▽
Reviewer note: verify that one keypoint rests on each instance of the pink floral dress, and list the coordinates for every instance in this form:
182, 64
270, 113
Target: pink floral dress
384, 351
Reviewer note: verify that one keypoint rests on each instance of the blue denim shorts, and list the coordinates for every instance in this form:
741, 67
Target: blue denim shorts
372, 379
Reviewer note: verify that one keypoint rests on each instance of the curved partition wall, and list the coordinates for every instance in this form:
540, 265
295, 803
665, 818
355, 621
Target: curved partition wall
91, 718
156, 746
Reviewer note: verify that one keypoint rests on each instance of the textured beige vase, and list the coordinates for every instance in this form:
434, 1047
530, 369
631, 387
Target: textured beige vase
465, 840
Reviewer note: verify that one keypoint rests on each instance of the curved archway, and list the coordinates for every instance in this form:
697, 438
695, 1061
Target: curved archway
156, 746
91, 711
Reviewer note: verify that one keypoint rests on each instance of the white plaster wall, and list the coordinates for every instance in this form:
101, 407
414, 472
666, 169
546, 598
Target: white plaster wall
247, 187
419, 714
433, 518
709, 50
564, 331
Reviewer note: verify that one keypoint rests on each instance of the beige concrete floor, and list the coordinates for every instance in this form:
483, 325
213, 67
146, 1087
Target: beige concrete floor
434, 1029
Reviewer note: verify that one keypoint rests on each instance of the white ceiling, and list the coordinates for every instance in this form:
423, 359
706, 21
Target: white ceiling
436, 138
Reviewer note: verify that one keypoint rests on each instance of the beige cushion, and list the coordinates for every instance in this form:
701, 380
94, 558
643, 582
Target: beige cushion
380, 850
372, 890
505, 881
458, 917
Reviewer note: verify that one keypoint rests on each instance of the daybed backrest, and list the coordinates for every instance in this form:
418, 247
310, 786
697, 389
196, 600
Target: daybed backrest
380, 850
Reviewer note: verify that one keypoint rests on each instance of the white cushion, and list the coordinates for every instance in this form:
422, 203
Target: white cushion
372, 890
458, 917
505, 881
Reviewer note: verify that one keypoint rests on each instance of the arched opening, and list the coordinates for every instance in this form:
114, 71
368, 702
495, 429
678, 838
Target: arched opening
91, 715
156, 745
△
Reproduce all the items above, changing every "keypoint" to "marker" and leaving everything else as it is.

Reviewer note: verify that one marker rests on each instance of the pink floral dress, and list the coordinates for every instance in this form:
182, 64
270, 113
Target: pink floral dress
384, 351
Reviewer note: verify that one marker rests on each instance of the blue denim shorts, and list the coordinates for every instance in this form:
741, 67
Target: blue denim shorts
372, 379
Reviewer note: verify that one marker rests on each instance of the curved partition wall, and list the coordinates for every instance in this form:
540, 265
295, 803
665, 818
355, 621
Target: curved partition wall
91, 718
156, 746
Reviewer note: verify that one marker rests on each instance of the textured beige vase, and list the coordinates for every instance in this form:
434, 1047
530, 369
631, 387
Target: textured beige vase
465, 840
Reviewer note: verify that one marker rests on each instance of the curved archway, and list the coordinates for every instance in this form:
697, 438
695, 1061
Target: curved archway
156, 746
91, 711
Reviewer note: verify that one marker rests on each instance of the white plaster wall, and list the coordinates for every instance in this form:
101, 407
414, 472
666, 169
546, 598
Target: white plaster wall
247, 187
419, 714
433, 518
709, 50
564, 331
Reviewer note: verify that one marker rests on each instance of the beige concrete floor, and list the coordinates for every instance in this form:
483, 325
213, 67
146, 1087
Target: beige concrete floor
434, 1029
Reviewer note: verify that one marker rests on each instance of the white ceiling, and list the coordinates for every instance in this form:
423, 359
706, 21
Target: white ceiling
436, 138
Reviewer note: verify that one marker rests on each instance of the beige cushion, and list the coordinates for every instance in this form:
701, 380
94, 558
643, 582
Target: beige cushion
380, 850
372, 890
505, 881
458, 917
Reviewer note: verify that one marker rests on each instance of the daybed backrest, and list the coordinates for every instance in this form:
418, 247
310, 786
697, 389
196, 600
Target: daybed backrest
380, 850
Reviewer note: verify that one marker rests on each instance of the white cushion, and list the coordinates for every instance in this form:
422, 203
Target: white cushion
372, 890
458, 917
505, 881
Reviewer note: verify that one marker rests on each instance of the arched opening, and list the coordinates for every instance in this form:
114, 71
368, 702
495, 429
678, 838
Target: arched opening
91, 715
156, 745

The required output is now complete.